* **Task goal**: Show every line of the data below that includes the word "foliage".

*** Opening Record extracts ***

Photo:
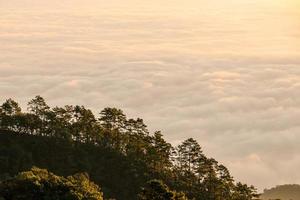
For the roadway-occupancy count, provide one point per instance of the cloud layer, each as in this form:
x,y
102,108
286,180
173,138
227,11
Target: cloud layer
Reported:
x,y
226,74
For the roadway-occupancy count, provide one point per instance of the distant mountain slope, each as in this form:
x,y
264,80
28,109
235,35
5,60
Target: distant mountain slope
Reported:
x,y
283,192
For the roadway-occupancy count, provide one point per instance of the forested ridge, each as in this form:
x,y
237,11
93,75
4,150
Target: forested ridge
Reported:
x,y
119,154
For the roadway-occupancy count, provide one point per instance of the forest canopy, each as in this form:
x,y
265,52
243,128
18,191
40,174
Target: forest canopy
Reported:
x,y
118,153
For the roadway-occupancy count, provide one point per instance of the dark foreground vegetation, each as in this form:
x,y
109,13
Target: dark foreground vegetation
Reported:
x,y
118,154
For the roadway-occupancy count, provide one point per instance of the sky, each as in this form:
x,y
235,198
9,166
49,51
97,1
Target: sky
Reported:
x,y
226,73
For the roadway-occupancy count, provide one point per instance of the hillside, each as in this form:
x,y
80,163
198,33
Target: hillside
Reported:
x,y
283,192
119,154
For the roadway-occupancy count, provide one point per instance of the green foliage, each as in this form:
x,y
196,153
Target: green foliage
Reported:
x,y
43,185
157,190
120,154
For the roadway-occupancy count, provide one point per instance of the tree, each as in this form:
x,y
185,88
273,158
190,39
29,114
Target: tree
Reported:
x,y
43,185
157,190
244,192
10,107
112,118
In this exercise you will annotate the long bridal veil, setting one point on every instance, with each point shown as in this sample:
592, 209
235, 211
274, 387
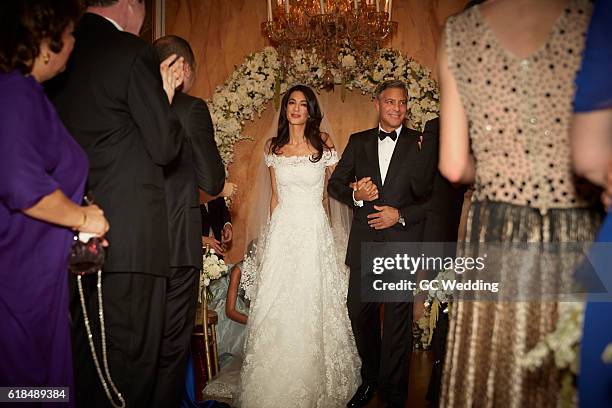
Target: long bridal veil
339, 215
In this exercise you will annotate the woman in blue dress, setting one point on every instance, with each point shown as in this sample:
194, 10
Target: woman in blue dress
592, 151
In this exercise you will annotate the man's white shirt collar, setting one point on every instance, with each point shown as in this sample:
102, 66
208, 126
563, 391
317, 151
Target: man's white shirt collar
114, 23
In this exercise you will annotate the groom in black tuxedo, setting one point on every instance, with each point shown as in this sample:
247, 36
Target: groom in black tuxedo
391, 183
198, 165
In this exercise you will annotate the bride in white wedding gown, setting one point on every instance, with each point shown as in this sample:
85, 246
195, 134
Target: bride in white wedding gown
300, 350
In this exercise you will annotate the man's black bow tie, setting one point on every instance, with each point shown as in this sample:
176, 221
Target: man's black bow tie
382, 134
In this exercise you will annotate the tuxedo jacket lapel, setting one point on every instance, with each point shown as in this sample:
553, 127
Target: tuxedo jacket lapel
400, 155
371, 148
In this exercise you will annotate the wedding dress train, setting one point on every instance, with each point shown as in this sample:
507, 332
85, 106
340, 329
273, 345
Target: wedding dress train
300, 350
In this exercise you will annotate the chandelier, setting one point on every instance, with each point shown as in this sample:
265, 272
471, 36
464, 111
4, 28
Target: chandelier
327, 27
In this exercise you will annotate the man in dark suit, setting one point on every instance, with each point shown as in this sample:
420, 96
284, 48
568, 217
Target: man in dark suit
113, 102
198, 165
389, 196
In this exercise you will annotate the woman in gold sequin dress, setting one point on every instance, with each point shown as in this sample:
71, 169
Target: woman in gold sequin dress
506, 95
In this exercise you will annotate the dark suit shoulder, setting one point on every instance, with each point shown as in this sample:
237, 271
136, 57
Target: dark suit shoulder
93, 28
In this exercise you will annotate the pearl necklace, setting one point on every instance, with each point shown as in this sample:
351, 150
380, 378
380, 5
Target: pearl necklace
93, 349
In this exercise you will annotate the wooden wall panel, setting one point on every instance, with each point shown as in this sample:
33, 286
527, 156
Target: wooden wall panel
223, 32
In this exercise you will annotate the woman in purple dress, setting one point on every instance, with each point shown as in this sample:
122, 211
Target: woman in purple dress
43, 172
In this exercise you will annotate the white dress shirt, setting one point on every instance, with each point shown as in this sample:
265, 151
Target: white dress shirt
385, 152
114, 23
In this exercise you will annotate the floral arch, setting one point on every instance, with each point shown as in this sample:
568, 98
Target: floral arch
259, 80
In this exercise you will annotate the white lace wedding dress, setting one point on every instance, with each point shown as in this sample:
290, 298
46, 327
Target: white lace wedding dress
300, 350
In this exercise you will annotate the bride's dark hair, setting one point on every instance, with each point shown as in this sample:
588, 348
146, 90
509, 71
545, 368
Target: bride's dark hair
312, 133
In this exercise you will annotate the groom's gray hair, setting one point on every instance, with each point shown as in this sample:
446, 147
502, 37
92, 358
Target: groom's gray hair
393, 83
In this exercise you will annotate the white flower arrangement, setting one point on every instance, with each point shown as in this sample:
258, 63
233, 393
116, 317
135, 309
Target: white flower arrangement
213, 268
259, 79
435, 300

*** Closing Record extracts ***

* **Answer to this problem**:
For the roadway-occupancy count, provide one point per instance of the green foliage, each as in this form:
Target: green foliage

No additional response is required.